Challenges:
• 1. According to the TieredMergePolicy documentation, what is the default maximum number of segments merged at a time during normal merging?
• 2. Write the next part of the TieredMergePolicy documentation, picking up after its final sentence.

Text excerpt:
>> Start

Class TieredMergePolicy

java.lang.Object
org.apache.lucene.index.MergePolicy
org.apache.lucene.index.TieredMergePolicy

public class TieredMergePolicy extends MergePolicy
Merges segments of approximately equal size, subject to an allowed number of segments per tier. This is similar to LogByteSizeMergePolicy, except this merge policy is able to merge non-adjacent segment, and separates how many segments are merged at once (setMaxMergeAtOnce(int)) from how many segments are allowed per tier (setSegmentsPerTier(double)). This merge policy also does not over-merge (i.e. cascade merges).

For normal merging, this policy first computes a "budget" of how many segments are allowed to be in the index. If the index is over-budget, then the policy sorts segments by decreasing size (pro-rating by percent deletes), and then finds the least-cost merge. Merge cost is measured by a combination of the "skew" of the merge (size of largest segment divided by smallest segment), total merge size and percent deletes reclaimed, so that merges with lower skew, smaller size and those reclaiming more deletes, are favored.

If a merge will produce a segment that's larger than setMaxMergedSegmentMB(double), then the policy will merge fewer segments (down to 1 at once, if that one has deletions) to keep the segment size under budget.

NOTE: this policy freely merges non-adjacent segments; if this is a problem, use LogMergePolicy.

NOTE: This policy always merges by byte size of the segments, always pro-rates by percent deletes

NOTE Starting with Lucene 7.5, if you call IndexWriter.forceMerge(int) with this (default) merge policy, if setMaxMergedSegmentMB(double) is in conflict with maxNumSegments passed to IndexWriter.forceMerge(int) then maxNumSegments wins. For example, if your index has 50 1 GB segments, and you have setMaxMergedSegmentMB(double) at 1024 (1 GB), and you call forceMerge(10), the two settings are clearly in conflict. TieredMergePolicy will choose to break the setMaxMergedSegmentMB(double) constraint and try to merge down to at most ten segments, each up to 5 * 1.25 GB in size (since an extra 25% buffer increase in the expected segment size is targetted).

findForcedDeletesMerges should never produce segments greater than maxSegmentSize.

WARNING: This API is experimental and might change in incompatible ways in the next release.
  • Field Details

  • Constructor Details

    • TieredMergePolicy

      public TieredMergePolicy()
      Sole constructor, setting all settings to their defaults.
  • Method Details

    • setMaxMergeAtOnce

      public TieredMergePolicy setMaxMergeAtOnce(int v)
      Maximum number of segments to be merged at a time during "normal" merging. Default is 10.
    • getMaxMergeAtOnce

      public int getMaxMergeAtOnce()
      Returns the current maxMergeAtOnce setting.

>> End

Recorded information:
>> Start

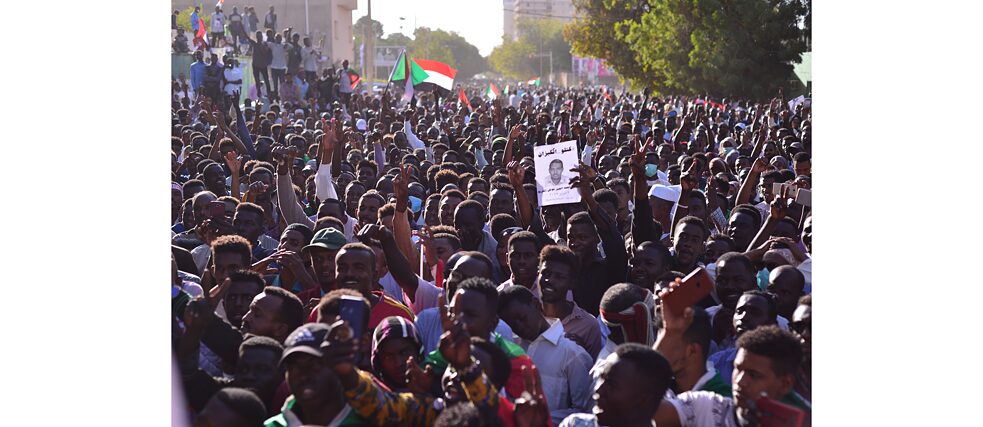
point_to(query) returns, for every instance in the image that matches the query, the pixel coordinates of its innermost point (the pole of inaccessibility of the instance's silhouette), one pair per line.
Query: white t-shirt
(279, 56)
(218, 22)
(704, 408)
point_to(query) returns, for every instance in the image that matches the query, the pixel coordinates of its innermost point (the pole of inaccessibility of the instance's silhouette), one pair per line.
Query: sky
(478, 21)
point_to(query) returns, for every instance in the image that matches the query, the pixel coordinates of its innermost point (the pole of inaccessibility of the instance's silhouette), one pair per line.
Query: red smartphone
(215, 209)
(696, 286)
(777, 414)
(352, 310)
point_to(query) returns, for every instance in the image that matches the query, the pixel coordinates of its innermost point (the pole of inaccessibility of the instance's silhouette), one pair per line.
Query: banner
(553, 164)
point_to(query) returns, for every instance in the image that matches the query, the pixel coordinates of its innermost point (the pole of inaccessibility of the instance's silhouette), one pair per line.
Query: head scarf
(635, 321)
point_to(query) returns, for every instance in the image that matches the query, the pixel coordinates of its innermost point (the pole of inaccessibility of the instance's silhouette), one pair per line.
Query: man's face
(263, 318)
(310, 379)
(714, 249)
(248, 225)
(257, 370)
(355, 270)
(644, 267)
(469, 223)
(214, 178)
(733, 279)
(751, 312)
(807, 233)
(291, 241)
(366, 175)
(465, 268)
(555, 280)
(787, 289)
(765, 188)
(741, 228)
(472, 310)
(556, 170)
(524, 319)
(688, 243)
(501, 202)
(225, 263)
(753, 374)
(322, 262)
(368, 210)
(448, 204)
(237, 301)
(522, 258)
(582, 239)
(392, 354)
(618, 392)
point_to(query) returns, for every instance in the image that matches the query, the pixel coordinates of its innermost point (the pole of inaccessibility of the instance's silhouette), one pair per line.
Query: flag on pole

>> End
>> Start

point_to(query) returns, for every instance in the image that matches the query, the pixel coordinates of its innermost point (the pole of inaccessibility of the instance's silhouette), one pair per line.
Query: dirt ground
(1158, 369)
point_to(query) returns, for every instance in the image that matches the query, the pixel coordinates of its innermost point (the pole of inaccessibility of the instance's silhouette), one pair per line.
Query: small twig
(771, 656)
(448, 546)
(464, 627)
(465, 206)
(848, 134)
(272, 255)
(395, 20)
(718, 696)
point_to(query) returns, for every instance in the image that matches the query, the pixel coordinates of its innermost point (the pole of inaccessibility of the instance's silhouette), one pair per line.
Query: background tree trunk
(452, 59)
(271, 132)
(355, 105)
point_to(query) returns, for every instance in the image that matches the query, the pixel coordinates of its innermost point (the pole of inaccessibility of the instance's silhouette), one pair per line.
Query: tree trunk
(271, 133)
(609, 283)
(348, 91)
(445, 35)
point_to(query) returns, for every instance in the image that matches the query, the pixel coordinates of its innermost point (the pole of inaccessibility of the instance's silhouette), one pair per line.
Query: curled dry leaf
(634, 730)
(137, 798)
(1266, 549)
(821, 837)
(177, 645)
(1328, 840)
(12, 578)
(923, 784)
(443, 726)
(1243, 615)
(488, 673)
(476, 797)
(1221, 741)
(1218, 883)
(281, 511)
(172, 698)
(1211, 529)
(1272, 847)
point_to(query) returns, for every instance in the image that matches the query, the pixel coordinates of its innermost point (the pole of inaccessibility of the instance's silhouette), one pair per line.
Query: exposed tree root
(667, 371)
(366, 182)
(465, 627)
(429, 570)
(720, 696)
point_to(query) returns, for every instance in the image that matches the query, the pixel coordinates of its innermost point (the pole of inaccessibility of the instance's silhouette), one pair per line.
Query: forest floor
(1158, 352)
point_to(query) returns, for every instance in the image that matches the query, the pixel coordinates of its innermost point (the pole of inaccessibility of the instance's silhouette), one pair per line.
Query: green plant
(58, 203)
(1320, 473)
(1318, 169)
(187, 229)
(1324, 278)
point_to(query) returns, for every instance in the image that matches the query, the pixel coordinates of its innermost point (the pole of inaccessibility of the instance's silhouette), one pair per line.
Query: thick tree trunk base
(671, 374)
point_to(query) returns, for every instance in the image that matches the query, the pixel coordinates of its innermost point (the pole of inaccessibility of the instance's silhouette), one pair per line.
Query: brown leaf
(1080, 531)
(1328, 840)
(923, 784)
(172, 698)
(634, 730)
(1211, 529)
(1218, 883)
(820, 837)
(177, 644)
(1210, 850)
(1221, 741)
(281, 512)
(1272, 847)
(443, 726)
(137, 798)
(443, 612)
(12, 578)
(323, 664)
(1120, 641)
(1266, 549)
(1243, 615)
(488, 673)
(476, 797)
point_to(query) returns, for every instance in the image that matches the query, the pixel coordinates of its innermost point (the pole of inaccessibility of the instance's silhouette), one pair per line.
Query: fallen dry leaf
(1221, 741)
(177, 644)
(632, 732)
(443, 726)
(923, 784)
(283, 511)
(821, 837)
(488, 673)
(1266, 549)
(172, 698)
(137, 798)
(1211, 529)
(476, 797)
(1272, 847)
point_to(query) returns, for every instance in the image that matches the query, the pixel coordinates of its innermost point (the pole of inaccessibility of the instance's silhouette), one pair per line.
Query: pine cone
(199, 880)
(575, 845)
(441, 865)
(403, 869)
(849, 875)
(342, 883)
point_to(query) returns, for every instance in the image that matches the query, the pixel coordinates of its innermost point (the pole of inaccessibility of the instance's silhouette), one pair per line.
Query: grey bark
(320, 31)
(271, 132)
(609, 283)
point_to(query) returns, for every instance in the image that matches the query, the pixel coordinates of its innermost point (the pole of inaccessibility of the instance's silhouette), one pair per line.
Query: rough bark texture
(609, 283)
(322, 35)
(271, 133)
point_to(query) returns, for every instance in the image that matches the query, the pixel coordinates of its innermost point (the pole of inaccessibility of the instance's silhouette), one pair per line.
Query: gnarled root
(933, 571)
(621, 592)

>> End

Answers to the exercises:
• 1. 10

• 2.
      See Also:
    • setMaxMergedSegmentMB

      public TieredMergePolicy setMaxMergedSegmentMB(double v)
      Maximum sized segment to produce during normal merging. This setting is approximate: the estimate of the merged segment size is made by summing sizes of to-be-merged segments (compensating for percent deleted docs). Default is 5 GB.
    • getMaxMergedSegmentMB

      public double getMaxMergedSegmentMB()
      Returns the current maxMergedSegmentMB setting.
      See Also:
    • setDeletesPctAllowed

      public TieredMergePolicy setDeletesPctAllowed(double v)
      Controls the maximum percentage of deleted documents that is tolerated in the index. Lower values make the index more space efficient at the expense of increased CPU and I/O activity. Values must be between 20 and 50. Default value is 33.
    • getDeletesPctAllowed

      public double getDeletesPctAllowed()
      Returns the current deletesPctAllowed setting.
      See Also:
    • setFloorSegmentMB

      public TieredMergePolicy setFloorSegmentMB(double v)
      Segments smaller than this are "rounded up" to this size, ie treated as equal (floor) size for merge selection. This is to prevent frequent flushing of tiny segments from allowing a long tail in the index. Default is 2 MB.
    • getFloorSegmentMB

      public double getFloorSegmentMB()
      Returns the current floorSegmentMB.
      See Also:
    • setForceMergeDeletesPctAllowed

      public TieredMergePolicy setForceMergeDeletesPctAllowed(double v)
      When forceMergeDeletes is called, we only merge away a segment if its delete percentage is over this threshold. Default is 10%.
    • getForceMergeDeletesPctAllowed

      public double getForceMergeDeletesPctAllowed()
      Returns the current forceMergeDeletesPctAllowed setting.
      See Also:
    • setSegmentsPerTier

      public TieredMergePolicy setSegmentsPerTier(double v)
      Sets the allowed number of segments per tier. Smaller values mean more merging but fewer segments.

      Default is 10.0.

    • getSegmentsPerTier

      public double getSegmentsPerTier()
      Returns the current segmentsPerTier setting.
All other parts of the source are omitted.